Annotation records
** Start **

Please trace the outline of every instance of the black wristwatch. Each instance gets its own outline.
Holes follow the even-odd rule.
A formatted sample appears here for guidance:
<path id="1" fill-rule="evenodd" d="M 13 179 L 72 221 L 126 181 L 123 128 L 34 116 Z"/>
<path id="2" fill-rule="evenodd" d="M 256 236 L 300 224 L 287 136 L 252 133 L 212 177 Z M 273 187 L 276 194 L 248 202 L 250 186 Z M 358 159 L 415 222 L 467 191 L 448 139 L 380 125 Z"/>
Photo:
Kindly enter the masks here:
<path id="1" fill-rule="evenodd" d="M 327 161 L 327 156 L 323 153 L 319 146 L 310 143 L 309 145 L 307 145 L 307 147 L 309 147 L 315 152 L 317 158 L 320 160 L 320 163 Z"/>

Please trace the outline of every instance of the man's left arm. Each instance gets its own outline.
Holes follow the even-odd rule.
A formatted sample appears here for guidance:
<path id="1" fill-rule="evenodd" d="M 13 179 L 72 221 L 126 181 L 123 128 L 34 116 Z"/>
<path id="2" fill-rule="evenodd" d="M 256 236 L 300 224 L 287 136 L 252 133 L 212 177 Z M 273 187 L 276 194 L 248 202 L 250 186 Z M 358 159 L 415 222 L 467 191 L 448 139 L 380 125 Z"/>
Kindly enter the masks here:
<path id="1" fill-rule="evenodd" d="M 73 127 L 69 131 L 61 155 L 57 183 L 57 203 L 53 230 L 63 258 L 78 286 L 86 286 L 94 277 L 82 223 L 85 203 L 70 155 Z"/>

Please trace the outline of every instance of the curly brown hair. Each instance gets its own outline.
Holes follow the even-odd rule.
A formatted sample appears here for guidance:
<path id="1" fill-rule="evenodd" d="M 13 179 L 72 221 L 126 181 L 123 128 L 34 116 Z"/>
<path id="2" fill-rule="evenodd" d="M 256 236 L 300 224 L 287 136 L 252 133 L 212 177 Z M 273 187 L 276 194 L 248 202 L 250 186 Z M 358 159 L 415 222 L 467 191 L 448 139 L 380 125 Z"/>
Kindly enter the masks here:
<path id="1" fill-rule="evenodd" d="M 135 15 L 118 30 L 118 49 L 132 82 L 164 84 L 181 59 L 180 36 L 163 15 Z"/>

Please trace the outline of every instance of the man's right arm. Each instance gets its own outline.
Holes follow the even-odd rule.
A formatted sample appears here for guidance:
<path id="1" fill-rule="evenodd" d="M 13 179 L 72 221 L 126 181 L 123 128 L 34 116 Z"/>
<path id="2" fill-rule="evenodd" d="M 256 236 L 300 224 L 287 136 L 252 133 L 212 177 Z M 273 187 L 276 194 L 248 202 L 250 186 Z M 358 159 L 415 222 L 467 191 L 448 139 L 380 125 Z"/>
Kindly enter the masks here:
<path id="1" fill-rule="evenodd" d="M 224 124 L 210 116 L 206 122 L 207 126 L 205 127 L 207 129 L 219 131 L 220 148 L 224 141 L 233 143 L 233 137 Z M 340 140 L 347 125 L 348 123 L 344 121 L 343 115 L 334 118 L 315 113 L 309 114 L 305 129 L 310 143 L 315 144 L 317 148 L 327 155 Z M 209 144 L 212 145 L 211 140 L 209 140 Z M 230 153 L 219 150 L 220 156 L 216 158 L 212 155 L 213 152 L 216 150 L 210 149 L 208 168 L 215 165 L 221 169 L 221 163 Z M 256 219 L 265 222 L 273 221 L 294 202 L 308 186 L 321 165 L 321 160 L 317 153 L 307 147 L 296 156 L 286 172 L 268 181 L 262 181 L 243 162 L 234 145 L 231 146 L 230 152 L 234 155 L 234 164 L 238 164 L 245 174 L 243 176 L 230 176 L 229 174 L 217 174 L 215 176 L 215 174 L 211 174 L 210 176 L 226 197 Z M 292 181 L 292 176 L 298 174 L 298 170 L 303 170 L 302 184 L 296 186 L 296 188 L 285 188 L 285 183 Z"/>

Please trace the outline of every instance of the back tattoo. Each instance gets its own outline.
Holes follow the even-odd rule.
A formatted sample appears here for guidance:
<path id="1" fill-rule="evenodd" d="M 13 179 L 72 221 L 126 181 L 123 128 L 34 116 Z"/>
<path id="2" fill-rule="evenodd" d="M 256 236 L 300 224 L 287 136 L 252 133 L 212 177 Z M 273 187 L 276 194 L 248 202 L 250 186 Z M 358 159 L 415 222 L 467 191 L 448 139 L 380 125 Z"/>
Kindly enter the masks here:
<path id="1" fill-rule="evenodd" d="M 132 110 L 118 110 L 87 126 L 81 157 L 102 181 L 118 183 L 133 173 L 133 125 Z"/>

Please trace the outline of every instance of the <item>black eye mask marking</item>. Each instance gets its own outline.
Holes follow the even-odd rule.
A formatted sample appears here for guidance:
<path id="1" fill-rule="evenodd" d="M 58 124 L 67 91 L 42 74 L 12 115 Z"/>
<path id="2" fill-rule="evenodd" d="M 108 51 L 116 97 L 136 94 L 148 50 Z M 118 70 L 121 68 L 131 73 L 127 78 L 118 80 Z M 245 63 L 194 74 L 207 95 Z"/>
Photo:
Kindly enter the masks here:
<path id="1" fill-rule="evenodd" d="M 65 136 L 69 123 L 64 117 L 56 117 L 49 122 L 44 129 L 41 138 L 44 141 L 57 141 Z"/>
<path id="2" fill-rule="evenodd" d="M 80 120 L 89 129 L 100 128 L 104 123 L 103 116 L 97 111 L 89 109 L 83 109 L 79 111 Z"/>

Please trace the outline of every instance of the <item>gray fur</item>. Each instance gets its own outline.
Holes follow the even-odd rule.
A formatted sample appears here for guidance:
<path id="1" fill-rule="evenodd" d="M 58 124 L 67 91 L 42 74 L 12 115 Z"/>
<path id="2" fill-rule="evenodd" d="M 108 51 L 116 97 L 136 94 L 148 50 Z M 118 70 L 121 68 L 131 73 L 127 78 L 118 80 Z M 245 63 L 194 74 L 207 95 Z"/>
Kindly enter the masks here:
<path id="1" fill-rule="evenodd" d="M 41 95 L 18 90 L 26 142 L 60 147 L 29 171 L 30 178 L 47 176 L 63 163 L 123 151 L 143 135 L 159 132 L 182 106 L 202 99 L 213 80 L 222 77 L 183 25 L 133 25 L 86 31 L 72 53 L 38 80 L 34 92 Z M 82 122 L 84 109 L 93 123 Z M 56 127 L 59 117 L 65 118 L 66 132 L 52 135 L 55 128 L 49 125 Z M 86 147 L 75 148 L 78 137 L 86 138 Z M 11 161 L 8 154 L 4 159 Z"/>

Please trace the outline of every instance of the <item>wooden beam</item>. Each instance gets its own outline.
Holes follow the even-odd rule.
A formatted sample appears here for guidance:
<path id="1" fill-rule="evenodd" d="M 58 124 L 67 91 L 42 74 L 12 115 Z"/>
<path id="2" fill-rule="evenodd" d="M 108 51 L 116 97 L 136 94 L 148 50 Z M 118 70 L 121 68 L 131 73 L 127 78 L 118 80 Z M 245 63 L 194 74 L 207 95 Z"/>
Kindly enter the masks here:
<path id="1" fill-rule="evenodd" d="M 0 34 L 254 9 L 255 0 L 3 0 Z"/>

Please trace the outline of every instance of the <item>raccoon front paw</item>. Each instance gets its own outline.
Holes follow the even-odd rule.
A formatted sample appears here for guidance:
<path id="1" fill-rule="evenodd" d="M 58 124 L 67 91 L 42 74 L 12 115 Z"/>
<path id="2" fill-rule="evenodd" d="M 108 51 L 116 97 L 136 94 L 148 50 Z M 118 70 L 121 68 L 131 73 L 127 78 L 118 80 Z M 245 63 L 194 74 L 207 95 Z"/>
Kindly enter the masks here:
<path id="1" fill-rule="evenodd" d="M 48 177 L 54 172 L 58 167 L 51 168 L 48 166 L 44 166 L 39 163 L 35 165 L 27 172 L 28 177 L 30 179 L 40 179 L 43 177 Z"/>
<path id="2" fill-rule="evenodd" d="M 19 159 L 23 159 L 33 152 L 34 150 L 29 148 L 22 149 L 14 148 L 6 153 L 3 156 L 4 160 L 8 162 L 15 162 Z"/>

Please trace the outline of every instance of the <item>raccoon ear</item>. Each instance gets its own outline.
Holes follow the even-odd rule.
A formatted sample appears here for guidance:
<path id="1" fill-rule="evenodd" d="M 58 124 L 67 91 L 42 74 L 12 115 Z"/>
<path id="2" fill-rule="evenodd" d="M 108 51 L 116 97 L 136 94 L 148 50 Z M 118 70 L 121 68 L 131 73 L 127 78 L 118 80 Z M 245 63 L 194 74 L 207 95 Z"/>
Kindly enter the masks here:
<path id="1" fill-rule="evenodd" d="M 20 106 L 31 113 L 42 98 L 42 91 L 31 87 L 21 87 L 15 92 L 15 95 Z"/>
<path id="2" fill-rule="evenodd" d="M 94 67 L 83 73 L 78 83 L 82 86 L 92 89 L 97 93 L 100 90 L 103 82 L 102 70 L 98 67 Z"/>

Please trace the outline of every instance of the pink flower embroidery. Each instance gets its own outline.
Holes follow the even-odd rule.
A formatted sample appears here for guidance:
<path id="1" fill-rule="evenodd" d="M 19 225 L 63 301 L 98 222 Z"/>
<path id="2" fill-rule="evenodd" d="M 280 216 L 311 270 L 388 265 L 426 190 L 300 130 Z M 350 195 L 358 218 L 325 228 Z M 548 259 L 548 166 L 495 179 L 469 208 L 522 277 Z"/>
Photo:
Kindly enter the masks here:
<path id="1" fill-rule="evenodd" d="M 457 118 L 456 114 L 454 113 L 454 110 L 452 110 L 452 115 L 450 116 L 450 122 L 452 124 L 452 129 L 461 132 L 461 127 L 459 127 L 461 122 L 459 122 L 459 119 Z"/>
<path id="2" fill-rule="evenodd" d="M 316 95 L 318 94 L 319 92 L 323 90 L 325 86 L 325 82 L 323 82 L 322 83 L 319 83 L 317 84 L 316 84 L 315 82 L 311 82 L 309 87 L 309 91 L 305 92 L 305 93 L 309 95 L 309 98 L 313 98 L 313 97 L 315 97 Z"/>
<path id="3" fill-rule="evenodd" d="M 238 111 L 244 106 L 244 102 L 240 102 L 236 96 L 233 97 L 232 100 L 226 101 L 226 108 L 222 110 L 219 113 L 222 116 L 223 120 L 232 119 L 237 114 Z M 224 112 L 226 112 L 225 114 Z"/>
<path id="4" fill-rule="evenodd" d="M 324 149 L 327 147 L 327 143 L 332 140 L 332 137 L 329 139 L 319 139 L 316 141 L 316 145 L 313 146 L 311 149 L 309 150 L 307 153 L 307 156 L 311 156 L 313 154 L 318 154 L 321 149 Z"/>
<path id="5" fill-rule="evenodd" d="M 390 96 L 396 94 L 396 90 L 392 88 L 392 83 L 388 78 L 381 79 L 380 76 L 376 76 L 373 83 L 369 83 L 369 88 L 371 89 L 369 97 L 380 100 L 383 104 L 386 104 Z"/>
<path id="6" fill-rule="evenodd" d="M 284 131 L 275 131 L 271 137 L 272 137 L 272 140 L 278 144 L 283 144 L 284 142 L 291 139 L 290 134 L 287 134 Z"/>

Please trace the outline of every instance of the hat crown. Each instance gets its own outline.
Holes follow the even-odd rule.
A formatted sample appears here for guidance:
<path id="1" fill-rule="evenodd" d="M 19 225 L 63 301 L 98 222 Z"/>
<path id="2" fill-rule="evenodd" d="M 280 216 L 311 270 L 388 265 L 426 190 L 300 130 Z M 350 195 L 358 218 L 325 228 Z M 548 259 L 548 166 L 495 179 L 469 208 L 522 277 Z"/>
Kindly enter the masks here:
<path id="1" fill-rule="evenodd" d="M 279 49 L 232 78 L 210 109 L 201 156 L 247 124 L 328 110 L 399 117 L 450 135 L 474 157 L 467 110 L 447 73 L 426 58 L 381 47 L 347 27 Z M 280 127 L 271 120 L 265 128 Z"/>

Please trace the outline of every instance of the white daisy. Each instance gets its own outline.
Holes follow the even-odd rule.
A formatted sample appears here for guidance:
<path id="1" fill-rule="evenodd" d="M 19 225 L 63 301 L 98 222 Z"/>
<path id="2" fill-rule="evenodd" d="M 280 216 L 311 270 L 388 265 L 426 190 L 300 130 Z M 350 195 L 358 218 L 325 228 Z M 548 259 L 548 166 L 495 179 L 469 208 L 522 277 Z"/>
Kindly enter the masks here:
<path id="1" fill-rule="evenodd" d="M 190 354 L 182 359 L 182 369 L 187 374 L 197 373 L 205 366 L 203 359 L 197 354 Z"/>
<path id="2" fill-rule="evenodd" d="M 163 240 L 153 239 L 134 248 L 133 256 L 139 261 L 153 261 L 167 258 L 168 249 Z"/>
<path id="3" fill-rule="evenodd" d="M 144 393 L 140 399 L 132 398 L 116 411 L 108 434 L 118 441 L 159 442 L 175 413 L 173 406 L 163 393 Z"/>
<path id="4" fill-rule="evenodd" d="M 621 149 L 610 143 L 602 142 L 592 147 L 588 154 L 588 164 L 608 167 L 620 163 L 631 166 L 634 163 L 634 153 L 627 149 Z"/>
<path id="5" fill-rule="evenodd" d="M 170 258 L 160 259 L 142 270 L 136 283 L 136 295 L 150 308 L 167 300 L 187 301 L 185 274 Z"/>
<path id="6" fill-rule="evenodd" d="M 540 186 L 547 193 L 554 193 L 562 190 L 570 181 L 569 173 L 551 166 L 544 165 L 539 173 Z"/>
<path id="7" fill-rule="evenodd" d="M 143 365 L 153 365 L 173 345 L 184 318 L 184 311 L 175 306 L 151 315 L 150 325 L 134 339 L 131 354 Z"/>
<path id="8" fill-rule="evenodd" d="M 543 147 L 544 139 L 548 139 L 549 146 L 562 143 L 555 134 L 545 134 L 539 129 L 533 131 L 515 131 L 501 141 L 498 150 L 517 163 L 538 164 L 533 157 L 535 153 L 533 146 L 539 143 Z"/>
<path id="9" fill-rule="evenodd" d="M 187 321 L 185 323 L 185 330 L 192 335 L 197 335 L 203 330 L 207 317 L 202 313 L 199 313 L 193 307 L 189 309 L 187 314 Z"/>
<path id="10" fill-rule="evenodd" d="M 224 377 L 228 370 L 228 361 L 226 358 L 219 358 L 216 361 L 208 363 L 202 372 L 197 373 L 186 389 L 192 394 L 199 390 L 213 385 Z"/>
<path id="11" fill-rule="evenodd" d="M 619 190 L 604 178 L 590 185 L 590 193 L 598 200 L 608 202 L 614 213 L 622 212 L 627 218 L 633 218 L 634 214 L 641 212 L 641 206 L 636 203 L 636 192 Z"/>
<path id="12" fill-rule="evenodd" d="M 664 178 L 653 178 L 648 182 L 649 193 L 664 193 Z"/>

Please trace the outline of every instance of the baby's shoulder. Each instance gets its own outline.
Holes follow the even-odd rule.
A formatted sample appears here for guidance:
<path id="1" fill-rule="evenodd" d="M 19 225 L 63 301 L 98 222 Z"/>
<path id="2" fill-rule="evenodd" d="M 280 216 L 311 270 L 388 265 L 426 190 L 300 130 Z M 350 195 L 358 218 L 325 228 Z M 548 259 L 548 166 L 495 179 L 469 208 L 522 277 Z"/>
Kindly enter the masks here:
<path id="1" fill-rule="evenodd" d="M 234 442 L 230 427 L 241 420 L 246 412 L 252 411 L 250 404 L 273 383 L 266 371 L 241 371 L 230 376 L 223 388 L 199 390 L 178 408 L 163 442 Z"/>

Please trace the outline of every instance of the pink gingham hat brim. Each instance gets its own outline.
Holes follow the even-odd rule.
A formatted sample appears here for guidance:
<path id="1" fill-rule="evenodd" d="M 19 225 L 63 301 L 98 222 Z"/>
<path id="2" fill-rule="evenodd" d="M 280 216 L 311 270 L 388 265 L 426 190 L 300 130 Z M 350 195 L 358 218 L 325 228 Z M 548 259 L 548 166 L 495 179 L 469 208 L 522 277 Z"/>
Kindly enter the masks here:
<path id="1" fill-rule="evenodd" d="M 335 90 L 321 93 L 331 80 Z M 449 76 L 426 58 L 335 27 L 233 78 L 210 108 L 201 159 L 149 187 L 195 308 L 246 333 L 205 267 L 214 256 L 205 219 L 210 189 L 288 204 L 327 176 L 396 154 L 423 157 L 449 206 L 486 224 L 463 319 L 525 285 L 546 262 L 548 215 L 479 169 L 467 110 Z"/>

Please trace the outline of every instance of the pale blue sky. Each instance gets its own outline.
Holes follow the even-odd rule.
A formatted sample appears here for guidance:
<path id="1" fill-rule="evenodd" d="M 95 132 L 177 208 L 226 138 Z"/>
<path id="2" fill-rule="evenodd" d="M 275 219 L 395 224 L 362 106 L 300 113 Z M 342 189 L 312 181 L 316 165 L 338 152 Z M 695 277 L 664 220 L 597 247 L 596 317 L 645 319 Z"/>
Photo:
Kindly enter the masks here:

** End **

Reproduce every line of the part that opens with the line containing "Please trace the outline of every instance of the back" and closes with the line containing "80 120 L 89", requests included, scaling each coordinate in the answer outlines by 1.2 and rounding to whole numbers, with halves rounded up. Keep the numbers in the requests and their sample outlines unchanged.

Please trace the outline of every instance of the back tattoo. Each instance gets its own outline.
Holes follow the even-odd rule.
A formatted sample appears here for guidance:
<path id="1" fill-rule="evenodd" d="M 13 179 L 72 221 L 126 181 L 123 128 L 34 116 Z"/>
<path id="2" fill-rule="evenodd" d="M 256 236 L 300 224 L 287 136 L 252 133 L 212 177 Z M 273 187 L 276 194 L 248 202 L 250 186 Z M 358 159 L 415 222 L 467 191 L 448 139 L 380 125 Z"/>
Kindly enter the masks here:
<path id="1" fill-rule="evenodd" d="M 158 132 L 142 132 L 104 151 L 97 188 L 122 217 L 142 220 L 160 208 L 160 150 Z"/>

Please trace the outline of every instance of the <item>black eye mask marking</item>. Each instance gets its own outline.
Holes follow the even-odd rule.
A formatted sample appears here for guidance:
<path id="1" fill-rule="evenodd" d="M 58 124 L 67 91 L 42 74 L 12 115 Z"/>
<path id="2" fill-rule="evenodd" d="M 108 51 L 116 97 L 136 94 L 148 50 Z M 118 70 L 121 68 L 131 73 L 127 78 L 118 80 Z M 245 63 L 194 74 L 207 95 Z"/>
Photo:
Kindly enter the masks here:
<path id="1" fill-rule="evenodd" d="M 78 163 L 83 148 L 77 140 L 67 140 L 59 146 L 53 155 L 49 166 L 53 169 L 68 169 Z"/>
<path id="2" fill-rule="evenodd" d="M 96 144 L 107 155 L 120 154 L 125 148 L 124 139 L 116 133 L 107 131 L 100 131 L 95 133 Z"/>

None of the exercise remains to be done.